▶ **Your goal**: Duplicate the lines of the records below, starting at the line containing "If you could point out the tall" and ending at the last line of the records.

— start of Available data —

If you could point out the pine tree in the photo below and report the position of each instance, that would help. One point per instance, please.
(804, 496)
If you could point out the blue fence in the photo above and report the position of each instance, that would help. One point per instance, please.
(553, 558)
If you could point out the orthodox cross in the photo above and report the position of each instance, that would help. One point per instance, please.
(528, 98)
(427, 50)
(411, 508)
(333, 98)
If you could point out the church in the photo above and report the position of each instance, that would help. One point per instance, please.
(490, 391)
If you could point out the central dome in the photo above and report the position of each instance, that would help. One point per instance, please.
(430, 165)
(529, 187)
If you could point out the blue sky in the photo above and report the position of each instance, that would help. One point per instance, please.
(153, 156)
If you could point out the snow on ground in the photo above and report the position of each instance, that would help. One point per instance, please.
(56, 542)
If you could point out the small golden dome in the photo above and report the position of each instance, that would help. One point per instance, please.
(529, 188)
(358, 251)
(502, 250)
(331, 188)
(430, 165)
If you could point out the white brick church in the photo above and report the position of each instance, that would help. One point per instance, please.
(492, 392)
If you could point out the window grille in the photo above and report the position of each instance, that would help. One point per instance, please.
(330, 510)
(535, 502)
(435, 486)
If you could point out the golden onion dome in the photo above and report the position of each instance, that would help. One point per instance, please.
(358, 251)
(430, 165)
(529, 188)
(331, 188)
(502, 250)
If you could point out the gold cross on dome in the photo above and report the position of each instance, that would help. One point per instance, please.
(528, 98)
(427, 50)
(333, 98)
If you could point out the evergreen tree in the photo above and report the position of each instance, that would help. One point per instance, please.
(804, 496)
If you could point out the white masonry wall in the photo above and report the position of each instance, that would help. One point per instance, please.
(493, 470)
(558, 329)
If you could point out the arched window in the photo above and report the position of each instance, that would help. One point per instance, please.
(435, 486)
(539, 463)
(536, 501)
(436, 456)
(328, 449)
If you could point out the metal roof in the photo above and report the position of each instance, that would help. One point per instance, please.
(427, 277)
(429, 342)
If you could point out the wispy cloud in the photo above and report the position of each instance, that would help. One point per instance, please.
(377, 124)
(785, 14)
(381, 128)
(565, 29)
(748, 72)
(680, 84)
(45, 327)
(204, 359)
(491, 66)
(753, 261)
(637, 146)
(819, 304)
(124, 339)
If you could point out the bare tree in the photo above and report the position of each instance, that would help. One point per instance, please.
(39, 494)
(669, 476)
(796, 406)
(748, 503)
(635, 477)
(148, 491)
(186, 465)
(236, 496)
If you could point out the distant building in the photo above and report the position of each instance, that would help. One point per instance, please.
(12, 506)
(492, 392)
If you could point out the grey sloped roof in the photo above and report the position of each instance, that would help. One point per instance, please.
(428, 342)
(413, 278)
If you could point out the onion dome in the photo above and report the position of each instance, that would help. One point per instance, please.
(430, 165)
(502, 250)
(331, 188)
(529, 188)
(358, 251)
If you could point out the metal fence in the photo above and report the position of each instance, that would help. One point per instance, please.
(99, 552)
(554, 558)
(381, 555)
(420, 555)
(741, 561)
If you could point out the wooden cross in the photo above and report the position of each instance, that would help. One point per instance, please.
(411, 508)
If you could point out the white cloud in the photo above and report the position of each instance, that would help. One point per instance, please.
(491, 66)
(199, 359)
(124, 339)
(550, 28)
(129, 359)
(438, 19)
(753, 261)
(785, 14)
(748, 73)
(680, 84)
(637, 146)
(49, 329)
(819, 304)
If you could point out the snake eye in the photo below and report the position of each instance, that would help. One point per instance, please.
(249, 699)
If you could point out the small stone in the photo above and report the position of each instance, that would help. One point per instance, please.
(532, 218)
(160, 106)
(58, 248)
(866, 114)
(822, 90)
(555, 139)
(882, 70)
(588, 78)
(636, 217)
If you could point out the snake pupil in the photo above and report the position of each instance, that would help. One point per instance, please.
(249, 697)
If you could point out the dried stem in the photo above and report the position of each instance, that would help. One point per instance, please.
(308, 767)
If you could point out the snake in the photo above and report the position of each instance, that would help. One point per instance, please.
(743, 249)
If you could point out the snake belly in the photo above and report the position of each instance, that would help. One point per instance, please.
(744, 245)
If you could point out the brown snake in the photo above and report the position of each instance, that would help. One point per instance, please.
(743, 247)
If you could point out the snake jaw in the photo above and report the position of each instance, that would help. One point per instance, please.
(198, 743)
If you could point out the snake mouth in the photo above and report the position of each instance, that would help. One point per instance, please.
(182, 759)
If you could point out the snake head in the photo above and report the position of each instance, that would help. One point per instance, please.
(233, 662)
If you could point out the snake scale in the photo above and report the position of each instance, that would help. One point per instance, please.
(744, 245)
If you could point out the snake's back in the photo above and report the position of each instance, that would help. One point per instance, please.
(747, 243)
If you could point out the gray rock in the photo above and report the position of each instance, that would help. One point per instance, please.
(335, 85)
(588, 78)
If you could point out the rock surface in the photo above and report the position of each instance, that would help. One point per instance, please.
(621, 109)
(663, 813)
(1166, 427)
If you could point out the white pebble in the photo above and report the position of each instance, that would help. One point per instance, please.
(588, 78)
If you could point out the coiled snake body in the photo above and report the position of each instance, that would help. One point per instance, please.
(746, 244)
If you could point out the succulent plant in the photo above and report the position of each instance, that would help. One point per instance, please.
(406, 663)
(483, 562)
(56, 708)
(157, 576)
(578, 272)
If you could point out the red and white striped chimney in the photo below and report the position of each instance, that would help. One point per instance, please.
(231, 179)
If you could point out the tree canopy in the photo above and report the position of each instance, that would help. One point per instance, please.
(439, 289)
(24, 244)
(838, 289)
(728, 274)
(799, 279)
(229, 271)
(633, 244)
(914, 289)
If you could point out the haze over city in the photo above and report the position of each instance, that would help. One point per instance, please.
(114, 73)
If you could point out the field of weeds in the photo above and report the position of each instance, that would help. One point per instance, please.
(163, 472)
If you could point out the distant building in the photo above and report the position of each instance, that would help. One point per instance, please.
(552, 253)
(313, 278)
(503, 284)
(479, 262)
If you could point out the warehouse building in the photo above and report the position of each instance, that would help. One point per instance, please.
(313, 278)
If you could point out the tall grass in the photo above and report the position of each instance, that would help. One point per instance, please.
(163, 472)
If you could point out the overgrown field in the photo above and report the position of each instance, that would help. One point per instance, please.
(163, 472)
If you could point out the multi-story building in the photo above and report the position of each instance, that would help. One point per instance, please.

— end of Available data —

▶ **Result of this exercise**:
If you could point out the tall grass in the photo above and report the position of each instance, that would help. One point per instance, please.
(163, 472)
If you could point out the overgrown field in the photo above and report the position of each instance, that would help. One point per instance, please.
(163, 472)
If you could point out the multi-story building in the photo above and report the position of each instance, that would help. One point per instance, please.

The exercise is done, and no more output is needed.